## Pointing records

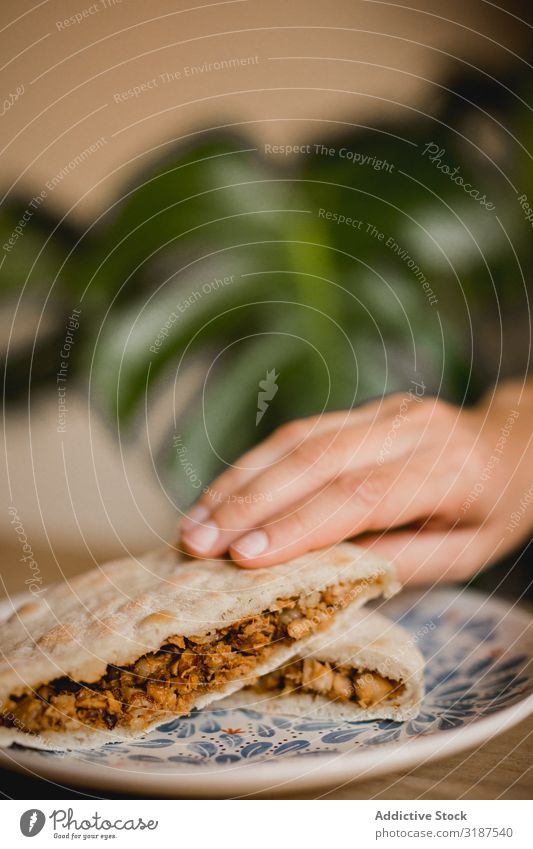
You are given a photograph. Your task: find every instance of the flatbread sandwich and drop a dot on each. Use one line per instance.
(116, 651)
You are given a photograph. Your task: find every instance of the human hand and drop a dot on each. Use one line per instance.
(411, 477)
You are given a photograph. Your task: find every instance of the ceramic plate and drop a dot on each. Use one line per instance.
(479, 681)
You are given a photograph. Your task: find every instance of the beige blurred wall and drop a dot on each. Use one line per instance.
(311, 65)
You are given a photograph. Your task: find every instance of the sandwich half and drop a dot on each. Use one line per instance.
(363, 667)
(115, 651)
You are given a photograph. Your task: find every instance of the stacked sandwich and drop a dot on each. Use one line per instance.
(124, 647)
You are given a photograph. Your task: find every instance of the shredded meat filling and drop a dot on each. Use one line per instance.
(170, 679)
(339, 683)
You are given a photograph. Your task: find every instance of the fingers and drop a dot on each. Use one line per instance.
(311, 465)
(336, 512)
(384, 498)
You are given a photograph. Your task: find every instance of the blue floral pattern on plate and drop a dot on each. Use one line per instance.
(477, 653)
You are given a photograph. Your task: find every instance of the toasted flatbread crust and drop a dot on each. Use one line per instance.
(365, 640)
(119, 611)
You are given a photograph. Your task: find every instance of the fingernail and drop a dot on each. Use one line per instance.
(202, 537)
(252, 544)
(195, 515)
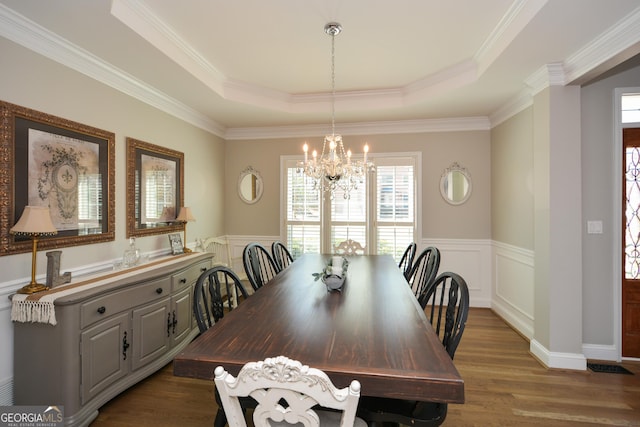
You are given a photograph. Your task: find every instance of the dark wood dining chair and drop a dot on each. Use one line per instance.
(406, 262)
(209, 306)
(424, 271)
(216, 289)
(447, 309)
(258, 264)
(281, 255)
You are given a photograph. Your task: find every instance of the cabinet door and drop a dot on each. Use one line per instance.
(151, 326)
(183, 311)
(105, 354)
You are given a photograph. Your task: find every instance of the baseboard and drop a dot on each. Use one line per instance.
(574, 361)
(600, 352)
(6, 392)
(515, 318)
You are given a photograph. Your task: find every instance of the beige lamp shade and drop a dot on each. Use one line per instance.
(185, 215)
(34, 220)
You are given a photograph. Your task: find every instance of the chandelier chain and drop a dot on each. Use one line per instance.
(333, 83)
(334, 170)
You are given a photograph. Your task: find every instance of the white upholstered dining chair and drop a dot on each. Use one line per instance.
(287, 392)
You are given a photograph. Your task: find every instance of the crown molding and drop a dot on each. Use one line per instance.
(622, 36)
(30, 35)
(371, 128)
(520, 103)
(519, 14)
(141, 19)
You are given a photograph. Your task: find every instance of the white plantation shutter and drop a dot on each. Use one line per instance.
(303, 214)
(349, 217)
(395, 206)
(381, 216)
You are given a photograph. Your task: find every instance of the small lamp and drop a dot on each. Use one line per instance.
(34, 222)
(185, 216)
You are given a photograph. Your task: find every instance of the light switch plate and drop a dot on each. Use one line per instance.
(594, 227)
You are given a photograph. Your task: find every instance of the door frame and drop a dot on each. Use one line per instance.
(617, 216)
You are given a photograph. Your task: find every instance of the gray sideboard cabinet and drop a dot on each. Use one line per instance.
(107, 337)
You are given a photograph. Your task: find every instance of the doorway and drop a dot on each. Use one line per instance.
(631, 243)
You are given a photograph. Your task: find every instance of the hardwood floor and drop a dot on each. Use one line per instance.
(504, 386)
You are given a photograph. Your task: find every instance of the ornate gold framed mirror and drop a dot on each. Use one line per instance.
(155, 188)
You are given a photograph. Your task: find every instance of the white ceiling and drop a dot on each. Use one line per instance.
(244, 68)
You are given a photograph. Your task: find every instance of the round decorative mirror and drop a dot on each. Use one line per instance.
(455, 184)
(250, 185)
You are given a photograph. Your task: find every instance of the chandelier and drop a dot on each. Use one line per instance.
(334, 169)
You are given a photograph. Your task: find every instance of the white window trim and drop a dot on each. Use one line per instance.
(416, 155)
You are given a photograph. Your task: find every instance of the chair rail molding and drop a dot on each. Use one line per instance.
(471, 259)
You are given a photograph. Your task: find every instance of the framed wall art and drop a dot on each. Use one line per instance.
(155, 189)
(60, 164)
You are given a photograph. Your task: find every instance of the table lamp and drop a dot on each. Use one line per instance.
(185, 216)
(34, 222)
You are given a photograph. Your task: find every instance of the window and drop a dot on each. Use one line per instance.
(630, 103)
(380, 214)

## EXERCISE DIRECTIONS
Reproduce the records word for word, beginning at the line that contains "of the framed" and continuing through the end of the records.

## OUTPUT FOR THIS TASK
You are given a photograph. Your task: find every instance of the framed wall art and drop a dot on each. Use one line per instance.
(155, 189)
(60, 164)
You are given a photograph. Your task: find every instance of the table lamp and drop a dot on each. Use one line per instance.
(185, 216)
(34, 222)
You are given a photograph. Your task: find every instance of the window and drop a dot on each. Use one line per instance.
(630, 103)
(380, 214)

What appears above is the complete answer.